Each entry in the listing below should be restated word for word.

○ ○ ○ ○ ○

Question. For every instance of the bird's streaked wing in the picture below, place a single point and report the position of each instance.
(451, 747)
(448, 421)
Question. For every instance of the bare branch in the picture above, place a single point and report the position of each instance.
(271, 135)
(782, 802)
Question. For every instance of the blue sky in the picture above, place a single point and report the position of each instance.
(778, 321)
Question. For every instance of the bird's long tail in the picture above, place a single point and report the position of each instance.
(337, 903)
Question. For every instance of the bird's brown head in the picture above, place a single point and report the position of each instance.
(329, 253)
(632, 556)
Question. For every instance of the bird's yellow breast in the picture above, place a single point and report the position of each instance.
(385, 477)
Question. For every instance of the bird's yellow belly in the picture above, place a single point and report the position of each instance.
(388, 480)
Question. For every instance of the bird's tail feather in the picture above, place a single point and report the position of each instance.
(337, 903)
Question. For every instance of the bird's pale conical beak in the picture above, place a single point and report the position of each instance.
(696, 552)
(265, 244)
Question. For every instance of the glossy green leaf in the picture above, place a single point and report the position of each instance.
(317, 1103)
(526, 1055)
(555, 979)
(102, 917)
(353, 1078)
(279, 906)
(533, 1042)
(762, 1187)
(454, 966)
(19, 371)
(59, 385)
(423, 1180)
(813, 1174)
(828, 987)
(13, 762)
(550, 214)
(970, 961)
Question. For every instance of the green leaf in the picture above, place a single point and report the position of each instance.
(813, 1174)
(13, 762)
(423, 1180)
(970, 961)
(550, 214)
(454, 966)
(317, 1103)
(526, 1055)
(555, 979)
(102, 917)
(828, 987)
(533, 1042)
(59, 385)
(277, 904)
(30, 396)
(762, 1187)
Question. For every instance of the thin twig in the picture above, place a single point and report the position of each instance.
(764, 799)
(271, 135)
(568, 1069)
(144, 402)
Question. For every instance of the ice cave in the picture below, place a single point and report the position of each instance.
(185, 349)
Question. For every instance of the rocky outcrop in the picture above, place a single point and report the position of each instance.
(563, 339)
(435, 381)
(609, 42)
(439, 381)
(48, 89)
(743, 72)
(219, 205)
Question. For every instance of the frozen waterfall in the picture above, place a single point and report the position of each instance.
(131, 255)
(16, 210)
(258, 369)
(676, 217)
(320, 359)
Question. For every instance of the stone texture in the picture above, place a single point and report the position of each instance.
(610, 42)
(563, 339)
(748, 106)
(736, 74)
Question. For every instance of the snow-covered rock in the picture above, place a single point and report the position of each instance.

○ ○ ○ ○ ○

_REPLY TO THE TASK_.
Question. For every instance of the bird's streaked wing in the picture below, place a single point and report the position of each instance.
(451, 747)
(448, 421)
Question. For every instance of the bare branch in the picture above, place a single point and report the position of each instance.
(271, 135)
(782, 802)
Question. For every instance of the blue sky in the picture above, place a single point and report the position of each instance.
(778, 321)
Question. For every instance of the bird's long tail in the picture above, place a single point and report the position of each instance.
(337, 903)
Question. For every instance of the bird's brown head in the picture above, place a single point and report the position of each instance.
(329, 253)
(632, 556)
Question. For every instance of the bird's yellow breast in the picture above, place a single point and report the position of each instance.
(385, 477)
Question. For every instance of the bird's yellow belly in the picture above, place a single point and report the position of each instance.
(388, 480)
Question. For every instance of the bird's tail feather in the picture above, place a single point and report the position of each instance.
(337, 903)
Question. For every instance of the bird's pale conical beak in the picture above, place a single point and report the position of each instance.
(696, 552)
(265, 244)
Question. For every instance of the glossy green leaf in the picture above, place a single point and report the position of each instance.
(317, 1103)
(526, 1055)
(555, 979)
(102, 917)
(353, 1078)
(279, 906)
(533, 1042)
(762, 1187)
(454, 966)
(19, 371)
(59, 385)
(423, 1180)
(813, 1174)
(828, 987)
(13, 762)
(550, 214)
(970, 961)
Question. For every instance of the green leaf in the picture above, place a single point and report the position of each instance.
(813, 1174)
(13, 762)
(423, 1180)
(970, 961)
(550, 214)
(454, 966)
(317, 1103)
(526, 1055)
(555, 979)
(102, 917)
(828, 987)
(533, 1042)
(59, 385)
(277, 904)
(30, 396)
(762, 1187)
Question. For every instance of the thin twig in the picture above, place a single point and report the position of each instance.
(764, 799)
(271, 135)
(568, 1069)
(144, 402)
Question. For every instance of the ice cave in the picture below, place a single point and report the position of each instance.
(185, 349)
Question. For every instance of the rocky outcrop in the picture above, place a single point and report the position of each instance.
(563, 339)
(435, 381)
(609, 42)
(439, 381)
(48, 89)
(743, 72)
(219, 205)
Question. For every instance of the frozen waterfall in the picture above, place a single point and report the position of each instance.
(131, 255)
(16, 210)
(258, 369)
(676, 217)
(320, 359)
Question. For every instance of the stone texture in the picture above, place a single point and report the position of each instance.
(610, 42)
(563, 339)
(748, 106)
(736, 74)
Question. For every instance of the snow-covered rock in the picture above, place a single point and report the position of each instance.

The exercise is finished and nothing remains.